======== Article ========

In the Matter of Bobby FERRELL, Jr., Debtor,
Kathleen A. McDonald, Appellant,
v.
Checks-N-Advance, Inc., Appellee.

No. 06-17243.

United States Court of Appeals, Ninth Circuit.

Argued and Submitted July 18, 2008.
Filed August 22, 2008.

*1187 Christopher P. Burke, Esq., Las Vegas, NV, for plaintiff-appellant Kathleen McDonald, Chapter 13 Trustee for the Bankruptcy Estate of Bobby Ferrel, Jr.

Jean Constantine-Davis, Nina F. Simon, Deborah Zuckerman, AARP Foundation Litigation, Washington, DC; Stuart Rossman, National Consumer Law Center, Boston, MA; Dan L. Wulz, Clark County Legal Services Program, Inc., Las Vegas, NV, for amici curiae National Consumer Law Center, AARP, and Clark County Legal Services Program, Inc. in support of appellant.

Before: JEROME FARRIS, CARLOS T. BEA, and EUGENE E. SILER, JR.,[*] Circuit Judges.

PER CURIAM:

Chapter 13 bankruptcy trustee Kathleen McDonald appeals the bankruptcy appellate *1188 panel's denial of her request for actual damages, statutory damages, attorneys' fees, and costs under the Truth in Lending Act, 15 U.S.C. § 1601 et seq., and for attorneys' fees and costs under Nevada law. This appeal raises an issue of first impression for this circuit: whether statutory damages are available for violations of 15 U.S.C. §§ 1632(a) and 1638(b)(1). We hold that they are not. We also reject the Trustee's claim for actual damages and for attorneys' fees and costs.[1]

BACKGROUND

On June 27, 2002, Bobby Ferrel, Jr. obtained a "pay-day loan"[2] from Checks-N-Advance, Inc.[3] An unsigned promissory note from Checks-N-Advance specified that Ferrel[4] received $300 as a pay-day advance. Ferrel was obligated to repay the $300 and a $45 financing fee by July 4, 2002. The stated annual percentage rate of interest was 782.143%. The "finance charge," "annual percentage rate," "amount financed," and "total of payments" appeared in the same font and size on the promissory note. McDonald claims that Ferrel did not receive disclosures required by the Truth in Lending Act before consummating the transaction.

======== Exercise data ========

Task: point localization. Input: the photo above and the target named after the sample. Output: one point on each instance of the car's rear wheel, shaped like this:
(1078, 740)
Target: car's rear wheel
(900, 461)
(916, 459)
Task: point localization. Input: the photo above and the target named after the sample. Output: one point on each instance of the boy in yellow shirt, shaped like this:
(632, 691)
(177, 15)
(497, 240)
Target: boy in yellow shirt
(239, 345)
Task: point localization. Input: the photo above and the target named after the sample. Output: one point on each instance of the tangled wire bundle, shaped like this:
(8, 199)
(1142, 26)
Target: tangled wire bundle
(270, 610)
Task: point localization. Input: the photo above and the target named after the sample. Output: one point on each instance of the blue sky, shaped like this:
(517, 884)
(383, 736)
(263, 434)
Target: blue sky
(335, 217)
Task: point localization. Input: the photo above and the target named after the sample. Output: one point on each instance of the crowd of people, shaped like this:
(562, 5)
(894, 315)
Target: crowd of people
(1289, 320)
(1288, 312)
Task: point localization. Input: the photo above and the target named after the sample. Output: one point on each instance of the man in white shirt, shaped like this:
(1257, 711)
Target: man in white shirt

========

### Exercises
a) Please recast the point-labeling records as a numbered list, leaving out any blank lines.
b) Carry the court opinion forward from the end of its last sentence.
These records have no connection to the court opinion.

### Task responses
a)
1. Task: point localization. Input: the photo above and the target named after the sample. Output: one point on each instance of the car's rear wheel, shaped like this:
2. (1078, 740)
3. Target: car's rear wheel
4. (900, 461)
5. (916, 459)
6. Task: point localization. Input: the photo above and the target named after the sample. Output: one point on each instance of the boy in yellow shirt, shaped like this:
7. (632, 691)
8. (177, 15)
9. (497, 240)
10. Target: boy in yellow shirt
11. (239, 345)
12. Task: point localization. Input: the photo above and the target named after the sample. Output: one point on each instance of the tangled wire bundle, shaped like this:
13. (8, 199)
14. (1142, 26)
15. Target: tangled wire bundle
16. (270, 610)
17. Task: point localization. Input: the photo above and the target named after the sample. Output: one point on each instance of the blue sky, shaped like this:
18. (517, 884)
19. (383, 736)
20. (263, 434)
21. Target: blue sky
22. (335, 217)
23. Task: point localization. Input: the photo above and the target named after the sample. Output: one point on each instance of the crowd of people, shaped like this:
24. (562, 5)
25. (894, 315)
26. Target: crowd of people
27. (1289, 320)
28. (1288, 312)
29. Task: point localization. Input: the photo above and the target named after the sample. Output: one point on each instance of the man in white shirt, shaped like this:
30. (1257, 711)
31. Target: man in white shirt

b)
Ferrel filed for Chapter 13 bankruptcy on February 7, 2003. Kathleen McDonald was appointed as trustee. The Trustee, not the unpaid creditor, filed a creditor's proof of claim on behalf of Check-N-Advance for the unpaid loan. She then initiated an adversary proceeding by filing a complaint requesting that the bankruptcy court disallow the claim. In the complaint, McDonald claimed the loan agreement: (1) failed to provide TILA-required disclosures prior to consummation of the transaction in violation of 15 U.S.C. § 1638(b); (2) failed "properly and conspicuously" to disclose the finance charge and the annual percentage rate in violation of 15 U.S.C. § 1632(a) and its implementing regulations; and (3) violated Nevada state consumer loan law, NRS § 604.164.3, which requires the same disclosures as TILA. McDonald sought damages and attorneys' fees and costs under TILA, as well as attorneys' fees and costs under Nevada law.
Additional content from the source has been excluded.